## GIVEN TASK:
Give the lines from the one containing "--target cliff face" through the one containing "222), (300, 226)]]" as a JSON list of strings, one string per line, with blank lines omitted.

## INPUT DATA:
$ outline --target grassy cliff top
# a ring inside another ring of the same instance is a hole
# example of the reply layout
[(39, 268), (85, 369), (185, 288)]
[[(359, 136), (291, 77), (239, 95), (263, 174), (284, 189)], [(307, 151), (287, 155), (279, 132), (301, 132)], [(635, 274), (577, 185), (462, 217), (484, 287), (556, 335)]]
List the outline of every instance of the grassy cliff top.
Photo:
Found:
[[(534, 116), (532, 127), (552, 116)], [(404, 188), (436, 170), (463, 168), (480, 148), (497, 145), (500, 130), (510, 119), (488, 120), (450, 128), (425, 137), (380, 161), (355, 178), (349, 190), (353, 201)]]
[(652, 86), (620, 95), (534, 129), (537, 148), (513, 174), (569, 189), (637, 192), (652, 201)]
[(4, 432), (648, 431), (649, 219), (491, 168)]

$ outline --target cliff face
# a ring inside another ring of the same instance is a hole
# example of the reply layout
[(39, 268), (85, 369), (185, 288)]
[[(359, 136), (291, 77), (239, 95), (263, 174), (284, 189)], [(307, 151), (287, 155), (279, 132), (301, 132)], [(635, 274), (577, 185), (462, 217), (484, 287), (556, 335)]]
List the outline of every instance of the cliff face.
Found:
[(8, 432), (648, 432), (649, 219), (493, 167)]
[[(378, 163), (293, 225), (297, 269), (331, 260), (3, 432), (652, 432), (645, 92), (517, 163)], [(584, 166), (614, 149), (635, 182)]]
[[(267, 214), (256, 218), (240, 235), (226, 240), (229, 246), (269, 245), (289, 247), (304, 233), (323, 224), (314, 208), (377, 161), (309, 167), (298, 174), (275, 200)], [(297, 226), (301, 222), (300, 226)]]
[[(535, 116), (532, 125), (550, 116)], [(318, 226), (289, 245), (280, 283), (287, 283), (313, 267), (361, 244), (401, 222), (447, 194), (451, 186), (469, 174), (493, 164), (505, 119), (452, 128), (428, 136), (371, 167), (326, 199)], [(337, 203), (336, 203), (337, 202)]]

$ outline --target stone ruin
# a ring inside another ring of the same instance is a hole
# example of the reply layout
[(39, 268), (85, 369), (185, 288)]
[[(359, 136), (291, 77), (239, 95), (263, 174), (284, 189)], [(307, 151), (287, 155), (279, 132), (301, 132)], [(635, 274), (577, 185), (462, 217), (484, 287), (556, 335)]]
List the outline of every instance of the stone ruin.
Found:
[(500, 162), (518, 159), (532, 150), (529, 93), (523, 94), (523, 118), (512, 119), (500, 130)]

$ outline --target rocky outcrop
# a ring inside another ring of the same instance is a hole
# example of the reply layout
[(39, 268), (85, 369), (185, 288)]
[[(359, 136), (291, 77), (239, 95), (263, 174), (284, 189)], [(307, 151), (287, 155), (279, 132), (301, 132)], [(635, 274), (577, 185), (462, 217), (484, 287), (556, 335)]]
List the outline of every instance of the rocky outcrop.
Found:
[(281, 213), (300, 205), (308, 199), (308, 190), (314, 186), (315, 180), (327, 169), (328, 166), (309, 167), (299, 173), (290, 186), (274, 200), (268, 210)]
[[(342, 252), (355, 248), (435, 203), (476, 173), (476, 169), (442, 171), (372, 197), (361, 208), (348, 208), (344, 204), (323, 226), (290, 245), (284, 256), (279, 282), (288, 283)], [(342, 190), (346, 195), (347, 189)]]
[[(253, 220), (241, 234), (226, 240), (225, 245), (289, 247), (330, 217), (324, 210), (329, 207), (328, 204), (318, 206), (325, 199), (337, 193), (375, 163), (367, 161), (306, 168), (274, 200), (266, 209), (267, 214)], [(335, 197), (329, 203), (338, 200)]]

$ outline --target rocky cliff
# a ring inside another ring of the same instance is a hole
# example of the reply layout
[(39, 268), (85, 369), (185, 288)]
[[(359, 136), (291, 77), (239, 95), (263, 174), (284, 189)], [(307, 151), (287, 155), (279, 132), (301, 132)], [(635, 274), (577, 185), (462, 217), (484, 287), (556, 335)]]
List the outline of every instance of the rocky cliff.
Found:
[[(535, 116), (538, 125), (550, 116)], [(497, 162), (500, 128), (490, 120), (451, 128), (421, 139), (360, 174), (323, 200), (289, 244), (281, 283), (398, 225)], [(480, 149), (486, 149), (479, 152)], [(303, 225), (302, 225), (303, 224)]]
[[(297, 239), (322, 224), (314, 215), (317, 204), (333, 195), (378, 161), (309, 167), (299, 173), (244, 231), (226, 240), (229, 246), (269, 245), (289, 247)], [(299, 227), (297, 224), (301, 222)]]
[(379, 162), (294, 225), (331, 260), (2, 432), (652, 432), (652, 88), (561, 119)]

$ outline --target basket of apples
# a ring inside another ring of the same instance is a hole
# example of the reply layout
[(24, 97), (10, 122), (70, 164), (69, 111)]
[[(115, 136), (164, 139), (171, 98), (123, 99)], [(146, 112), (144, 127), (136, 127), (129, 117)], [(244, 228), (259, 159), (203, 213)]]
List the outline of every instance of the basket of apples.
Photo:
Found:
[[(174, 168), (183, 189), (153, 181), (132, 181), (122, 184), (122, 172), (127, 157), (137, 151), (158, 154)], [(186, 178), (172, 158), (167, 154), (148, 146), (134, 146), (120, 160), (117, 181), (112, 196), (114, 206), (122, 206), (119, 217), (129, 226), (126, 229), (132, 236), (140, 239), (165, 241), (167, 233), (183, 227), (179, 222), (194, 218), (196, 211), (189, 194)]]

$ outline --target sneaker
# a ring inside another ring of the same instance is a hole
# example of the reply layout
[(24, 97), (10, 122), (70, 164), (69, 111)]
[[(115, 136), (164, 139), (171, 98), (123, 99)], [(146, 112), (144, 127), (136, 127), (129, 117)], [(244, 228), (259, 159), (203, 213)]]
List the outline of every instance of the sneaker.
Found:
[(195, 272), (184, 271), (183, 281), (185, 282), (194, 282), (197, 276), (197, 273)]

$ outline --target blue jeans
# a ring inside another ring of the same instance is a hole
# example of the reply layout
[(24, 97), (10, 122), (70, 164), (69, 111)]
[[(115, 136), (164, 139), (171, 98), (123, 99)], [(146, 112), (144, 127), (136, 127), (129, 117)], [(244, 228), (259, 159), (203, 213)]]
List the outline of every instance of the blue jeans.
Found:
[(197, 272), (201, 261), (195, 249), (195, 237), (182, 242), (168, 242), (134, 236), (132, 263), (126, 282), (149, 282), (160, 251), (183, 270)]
...
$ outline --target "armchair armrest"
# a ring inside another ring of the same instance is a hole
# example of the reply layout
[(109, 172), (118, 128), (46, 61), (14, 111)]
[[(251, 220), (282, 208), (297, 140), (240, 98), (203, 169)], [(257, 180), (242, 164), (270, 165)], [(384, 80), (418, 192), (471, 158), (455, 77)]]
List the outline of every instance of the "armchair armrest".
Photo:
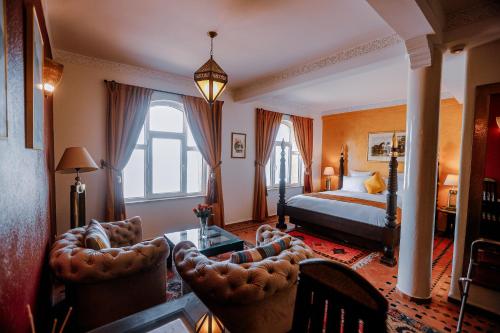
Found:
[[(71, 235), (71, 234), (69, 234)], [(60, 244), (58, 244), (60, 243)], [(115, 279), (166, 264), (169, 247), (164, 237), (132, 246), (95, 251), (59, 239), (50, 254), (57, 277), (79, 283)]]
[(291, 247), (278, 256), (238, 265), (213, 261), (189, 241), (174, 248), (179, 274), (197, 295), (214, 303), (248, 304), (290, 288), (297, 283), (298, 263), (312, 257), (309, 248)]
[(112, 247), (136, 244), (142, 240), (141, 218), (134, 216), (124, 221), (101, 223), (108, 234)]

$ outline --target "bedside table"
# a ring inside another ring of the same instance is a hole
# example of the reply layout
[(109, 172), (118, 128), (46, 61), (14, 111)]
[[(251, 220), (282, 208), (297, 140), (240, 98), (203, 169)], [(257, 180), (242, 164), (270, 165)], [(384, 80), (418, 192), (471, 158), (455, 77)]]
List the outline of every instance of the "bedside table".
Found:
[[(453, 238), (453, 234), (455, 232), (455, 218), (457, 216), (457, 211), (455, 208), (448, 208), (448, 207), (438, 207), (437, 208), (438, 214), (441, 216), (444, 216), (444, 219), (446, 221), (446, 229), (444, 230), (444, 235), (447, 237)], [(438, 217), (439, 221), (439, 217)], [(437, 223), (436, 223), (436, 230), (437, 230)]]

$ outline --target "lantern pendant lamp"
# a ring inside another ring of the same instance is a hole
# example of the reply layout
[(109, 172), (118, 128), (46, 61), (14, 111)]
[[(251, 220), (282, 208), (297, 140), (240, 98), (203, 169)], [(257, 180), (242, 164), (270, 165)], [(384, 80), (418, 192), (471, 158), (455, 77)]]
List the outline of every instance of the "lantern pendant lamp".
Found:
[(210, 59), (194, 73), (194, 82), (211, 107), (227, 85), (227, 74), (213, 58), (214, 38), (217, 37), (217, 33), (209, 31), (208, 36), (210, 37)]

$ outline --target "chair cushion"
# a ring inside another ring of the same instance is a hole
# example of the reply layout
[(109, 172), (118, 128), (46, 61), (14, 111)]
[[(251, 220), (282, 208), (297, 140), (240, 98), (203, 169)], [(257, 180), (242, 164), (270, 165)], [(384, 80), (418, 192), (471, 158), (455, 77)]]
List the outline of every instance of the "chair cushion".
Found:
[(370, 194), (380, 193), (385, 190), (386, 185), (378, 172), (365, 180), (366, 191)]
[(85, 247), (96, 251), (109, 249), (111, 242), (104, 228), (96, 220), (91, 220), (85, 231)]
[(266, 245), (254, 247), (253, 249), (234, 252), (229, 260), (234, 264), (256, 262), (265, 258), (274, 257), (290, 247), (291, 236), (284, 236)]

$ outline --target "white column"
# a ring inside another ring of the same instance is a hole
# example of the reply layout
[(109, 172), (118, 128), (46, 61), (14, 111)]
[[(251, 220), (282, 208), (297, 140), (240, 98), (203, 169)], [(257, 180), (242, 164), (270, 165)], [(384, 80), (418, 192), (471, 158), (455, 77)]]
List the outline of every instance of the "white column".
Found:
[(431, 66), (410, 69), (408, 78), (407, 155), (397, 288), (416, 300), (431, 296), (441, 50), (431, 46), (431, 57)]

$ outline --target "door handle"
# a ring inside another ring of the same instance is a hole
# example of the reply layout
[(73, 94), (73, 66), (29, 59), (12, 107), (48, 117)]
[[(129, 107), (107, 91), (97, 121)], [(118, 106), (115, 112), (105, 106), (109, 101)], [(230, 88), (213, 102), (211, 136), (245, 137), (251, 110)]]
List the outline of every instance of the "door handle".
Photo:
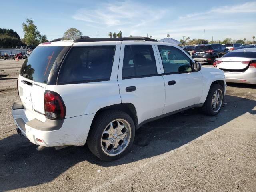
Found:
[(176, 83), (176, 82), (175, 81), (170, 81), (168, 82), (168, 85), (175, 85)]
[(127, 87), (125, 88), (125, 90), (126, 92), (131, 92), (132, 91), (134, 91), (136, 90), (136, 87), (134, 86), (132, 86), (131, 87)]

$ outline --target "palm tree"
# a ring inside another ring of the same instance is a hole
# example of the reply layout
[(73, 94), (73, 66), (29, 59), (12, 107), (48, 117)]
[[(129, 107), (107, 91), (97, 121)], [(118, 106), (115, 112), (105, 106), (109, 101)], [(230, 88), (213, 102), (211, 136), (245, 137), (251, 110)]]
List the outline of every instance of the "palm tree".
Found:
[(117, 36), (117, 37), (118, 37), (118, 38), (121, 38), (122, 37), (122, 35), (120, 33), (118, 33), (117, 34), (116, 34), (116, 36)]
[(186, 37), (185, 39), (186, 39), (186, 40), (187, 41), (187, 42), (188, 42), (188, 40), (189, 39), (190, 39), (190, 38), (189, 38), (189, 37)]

## WRITTEN RESPONSE:
[
  "$ outline --target cliff face",
  "# a ring inside another ring of the same instance is a hole",
  "# example of the reply layout",
  "[(39, 268), (85, 369), (185, 288)]",
  "[[(359, 136), (291, 77), (239, 95), (263, 174), (284, 189)], [(307, 151), (287, 155), (279, 132), (301, 132)], [(635, 274), (577, 185), (462, 217), (484, 287), (556, 335)]]",
  "List the outline of every instance of the cliff face.",
  "Found:",
  "[(8, 432), (648, 432), (649, 219), (493, 167)]",
  "[[(378, 163), (293, 225), (297, 269), (331, 260), (3, 432), (652, 432), (645, 92), (517, 163)], [(584, 166), (614, 149), (635, 182)]]",
  "[[(267, 214), (256, 218), (240, 235), (226, 240), (229, 246), (269, 245), (289, 247), (304, 233), (323, 224), (314, 208), (377, 161), (309, 167), (298, 174), (275, 200)], [(297, 226), (301, 222), (300, 226)]]"
]